(Lines from a data source):
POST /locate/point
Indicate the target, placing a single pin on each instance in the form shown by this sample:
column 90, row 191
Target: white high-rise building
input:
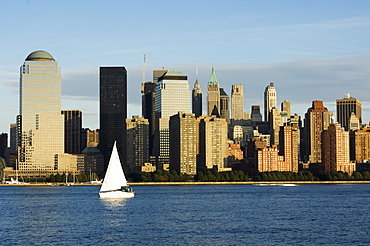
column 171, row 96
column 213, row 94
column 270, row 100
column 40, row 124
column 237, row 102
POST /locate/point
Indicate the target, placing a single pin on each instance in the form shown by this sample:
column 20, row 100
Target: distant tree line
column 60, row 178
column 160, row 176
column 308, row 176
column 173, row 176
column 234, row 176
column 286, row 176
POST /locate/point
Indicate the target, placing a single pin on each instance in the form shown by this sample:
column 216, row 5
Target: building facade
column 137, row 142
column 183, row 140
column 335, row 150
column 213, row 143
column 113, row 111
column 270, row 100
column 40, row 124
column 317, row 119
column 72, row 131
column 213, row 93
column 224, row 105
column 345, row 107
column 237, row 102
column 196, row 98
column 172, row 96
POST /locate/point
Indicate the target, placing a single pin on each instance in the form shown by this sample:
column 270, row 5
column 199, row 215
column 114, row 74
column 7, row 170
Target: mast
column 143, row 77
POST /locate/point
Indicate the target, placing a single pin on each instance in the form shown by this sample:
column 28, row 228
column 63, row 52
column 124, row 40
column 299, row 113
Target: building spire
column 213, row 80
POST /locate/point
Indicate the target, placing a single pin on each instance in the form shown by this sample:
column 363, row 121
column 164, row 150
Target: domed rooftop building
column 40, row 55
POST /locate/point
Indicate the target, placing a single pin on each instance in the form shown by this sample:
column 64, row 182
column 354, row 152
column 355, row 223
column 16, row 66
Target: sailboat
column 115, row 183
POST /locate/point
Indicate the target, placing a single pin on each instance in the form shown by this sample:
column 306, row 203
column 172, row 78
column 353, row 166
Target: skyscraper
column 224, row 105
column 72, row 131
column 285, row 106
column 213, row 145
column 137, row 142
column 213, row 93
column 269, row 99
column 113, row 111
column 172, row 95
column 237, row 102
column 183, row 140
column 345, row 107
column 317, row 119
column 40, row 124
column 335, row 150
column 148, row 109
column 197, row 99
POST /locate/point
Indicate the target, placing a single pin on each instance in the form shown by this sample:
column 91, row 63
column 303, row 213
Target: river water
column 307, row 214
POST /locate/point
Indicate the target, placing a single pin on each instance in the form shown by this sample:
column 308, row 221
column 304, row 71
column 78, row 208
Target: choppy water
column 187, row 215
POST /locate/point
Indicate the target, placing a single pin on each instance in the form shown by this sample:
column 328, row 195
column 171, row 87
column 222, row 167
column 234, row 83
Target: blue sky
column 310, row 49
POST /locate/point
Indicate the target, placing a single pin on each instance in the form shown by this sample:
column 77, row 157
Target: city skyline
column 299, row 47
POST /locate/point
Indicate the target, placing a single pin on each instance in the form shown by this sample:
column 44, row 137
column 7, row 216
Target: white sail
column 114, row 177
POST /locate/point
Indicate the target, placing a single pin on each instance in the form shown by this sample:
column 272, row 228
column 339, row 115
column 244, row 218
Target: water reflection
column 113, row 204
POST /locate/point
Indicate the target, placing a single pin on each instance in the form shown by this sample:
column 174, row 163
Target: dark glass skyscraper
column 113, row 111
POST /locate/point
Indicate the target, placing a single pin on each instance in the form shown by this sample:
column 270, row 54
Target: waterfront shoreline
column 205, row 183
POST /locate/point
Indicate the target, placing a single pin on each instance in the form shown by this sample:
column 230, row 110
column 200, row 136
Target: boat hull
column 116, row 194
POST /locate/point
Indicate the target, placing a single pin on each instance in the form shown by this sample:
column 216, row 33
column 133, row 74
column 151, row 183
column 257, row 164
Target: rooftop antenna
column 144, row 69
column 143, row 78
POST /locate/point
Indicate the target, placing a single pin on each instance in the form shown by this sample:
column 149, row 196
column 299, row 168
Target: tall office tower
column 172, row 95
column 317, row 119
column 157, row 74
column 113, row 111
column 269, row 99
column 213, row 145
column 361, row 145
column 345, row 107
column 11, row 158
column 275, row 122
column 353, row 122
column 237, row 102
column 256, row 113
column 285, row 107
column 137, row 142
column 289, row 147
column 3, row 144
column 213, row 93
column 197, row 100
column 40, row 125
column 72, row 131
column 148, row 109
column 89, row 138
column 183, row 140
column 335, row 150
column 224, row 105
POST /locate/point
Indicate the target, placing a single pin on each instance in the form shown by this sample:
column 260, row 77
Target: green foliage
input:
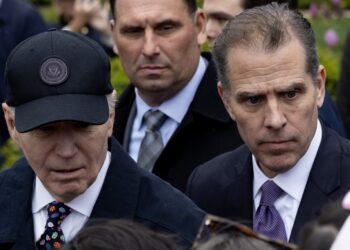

(Problem details): Retype all of the lines above exactly as they appear, leaving out the pictures.

(Problem solution):
POST /locate/point
Indicate the target, placing a single pin on each instance in the form shown by this sample:
column 90, row 191
Target: white high-rise building
input:
column 171, row 96
column 213, row 94
column 270, row 100
column 40, row 124
column 237, row 102
POST /locate/point
Indicate the target, placing a single pin on each instance in the form shown by this sample:
column 20, row 100
Target: distant tree line
column 60, row 178
column 160, row 176
column 308, row 176
column 173, row 176
column 234, row 176
column 286, row 176
POST /locate/point
Indicate the target, placing a single pin on each instance in the form shown by this sample:
column 216, row 5
Target: building facade
column 137, row 142
column 183, row 140
column 335, row 150
column 213, row 143
column 113, row 111
column 270, row 100
column 40, row 124
column 317, row 119
column 72, row 131
column 213, row 93
column 224, row 105
column 345, row 107
column 237, row 102
column 196, row 98
column 172, row 96
POST /locate/point
Indicate the target, placing a single pin on each instance in the form shown by this sample:
column 270, row 5
column 199, row 215
column 114, row 74
column 7, row 170
Target: mast
column 143, row 77
POST /locate/point
Indicate the target, placing a single pin on each instance in the form shown by this sample:
column 28, row 228
column 63, row 52
column 124, row 40
column 299, row 113
Target: building spire
column 213, row 80
POST /locate/point
Indicate the target, placing a single pin on each instance in the form shown by this sample:
column 363, row 121
column 164, row 150
Target: domed rooftop building
column 40, row 55
POST /locate/point
Indicate the target, placing a single pin on each instance in the form shown by this sample:
column 64, row 182
column 354, row 152
column 355, row 223
column 16, row 66
Target: sailboat
column 115, row 183
POST /locate/point
Indicate the target, placing a single pin on each instance in the form shown by this sample:
column 306, row 203
column 172, row 78
column 353, row 166
Target: skyscraper
column 224, row 105
column 72, row 131
column 285, row 106
column 213, row 145
column 137, row 142
column 213, row 93
column 269, row 99
column 113, row 111
column 172, row 95
column 237, row 102
column 183, row 140
column 345, row 107
column 317, row 119
column 40, row 124
column 335, row 150
column 148, row 109
column 197, row 99
POST /locate/point
Indicate the target, placing a single pin on each instance in the form shown by this sample:
column 91, row 63
column 303, row 213
Target: river water
column 307, row 214
POST /locate/point
Indicate the target, placing a single pin on each instance in the form shown by this sample:
column 308, row 221
column 304, row 71
column 78, row 208
Target: choppy water
column 187, row 215
POST /locate/point
Indicate the target, placing a single pin on each instance in the form shown by this sample:
column 328, row 195
column 171, row 87
column 222, row 167
column 234, row 83
Target: blue sky
column 310, row 49
POST /locate/point
Indicate the target, placing a single pin on each instance in the form shown by this sample:
column 77, row 157
Target: city skyline
column 299, row 47
POST /locate/point
Indicate the target, placing a single pin on each instance in the form shown by this sample:
column 44, row 137
column 7, row 216
Target: white sail
column 114, row 177
POST /locate/point
Indicate the target, placing a single pin on each instance in the form shown by this sample:
column 272, row 228
column 339, row 115
column 244, row 218
Target: water reflection
column 113, row 204
POST /locate/point
Indicate the target, placing a single pin on each instance in the form shown by this sample:
column 174, row 163
Target: dark glass skyscraper
column 113, row 111
POST /locate/point
Indicate the target, placing a single pin on each instance in the form shown by this sample:
column 270, row 54
Target: waterfront shoreline
column 205, row 183
POST /locate/point
Indicate the target, placing a single pin on each instance in the form shown by this sample:
column 230, row 110
column 200, row 136
Target: boat hull
column 116, row 194
POST /locate/point
Indicate the target, placing a single pin on each instance in the form shown by this sample:
column 216, row 33
column 133, row 74
column 151, row 183
column 257, row 164
Target: rooftop antenna
column 144, row 69
column 143, row 78
POST /locate/point
Indicate the target, placing a single pin on each instance in the form shown by this sample:
column 149, row 196
column 299, row 168
Target: tall office tower
column 172, row 95
column 317, row 119
column 157, row 74
column 113, row 111
column 269, row 99
column 213, row 145
column 361, row 145
column 345, row 107
column 11, row 158
column 275, row 122
column 353, row 122
column 237, row 102
column 256, row 113
column 285, row 107
column 137, row 142
column 289, row 147
column 3, row 144
column 213, row 93
column 197, row 100
column 40, row 125
column 72, row 131
column 148, row 109
column 89, row 138
column 183, row 140
column 335, row 150
column 224, row 105
POST /locate/point
Indicate the target, placing a single pin on each instance in the form shown by this sample:
column 260, row 77
Target: green foliage
input:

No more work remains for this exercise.